(Document text)

670Useful information about \code{subjunc} function can be found in its help page (type \code{?subjunc} in your {\R} prompt).
671
672\begin{Rcode}
673subjunc(index="my_index",readfile1="rnaseq-reads.txt.gz",output_file="subjunc_results.bam")
674\end{Rcode}
675
676
677\section{Index building}
678
679Please refer to Section~\ref{sec:index}.
680Same index is used for the mapping of RNA and DNA sequencing reads.
681
682\section{Local read alignment}
683
684The \code{Subread} and \code{Subjunc} can both be used to map RNA-seq reads to the reference genome.
685If the goal of the RNA-seq data is to perform expression analysis, eg. finding genes expressing differentially between different conditions, then \code{Subread} is recommended.
686\code{Subread} performs fast local alignments for reads and reports the mapping locations that have the largest overlap with the reads.
687These reads can then be assigned to genes for expression analysis.
688For this type of analysis, global alignments for the exon-spanning reads are not required because local aligments are sufficient to get reads to be accurately assigned to genes.
689
690However, for other types of RNA-seq data analyses such as exon-exon junction discovery, genomic mutation detection and allele-specific gene expression analysis, global alignments are required.
691The next section describes the {\Subjunc} aligner, which performs global aligments for RNA-seq reads.
692
693\section{Global read alignment}
694
695{\Subjunc} aligns each exon-spanning read by firstly using a large number of subreads extracted from the read to identify multiple target regions matching the selected subreads, and then using the splicing signals (donor and receptor sites) to precisely determine the mapping locations of the read bases.
696It also includes a verification step to compare the quality of mapping reads as exon-spanning reads with the quality of mapping reads as exonic reads to finally decide how to best map the reads.
697Reads may be re-aligned if required.
698
699Output of {\Subjunc} aligner includes a list of discovered exon-exon junction locations and also the complete alignment results for the reads.

(End Document text)
(Dataset content)

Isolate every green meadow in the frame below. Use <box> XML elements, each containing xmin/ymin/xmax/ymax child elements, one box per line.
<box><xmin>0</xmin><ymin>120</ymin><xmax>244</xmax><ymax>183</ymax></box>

(End Dataset content)

Task directions → According to the document text, which aligner is recommended when the goal of the RNA-seq data is expression analysis?

Written answer → Subread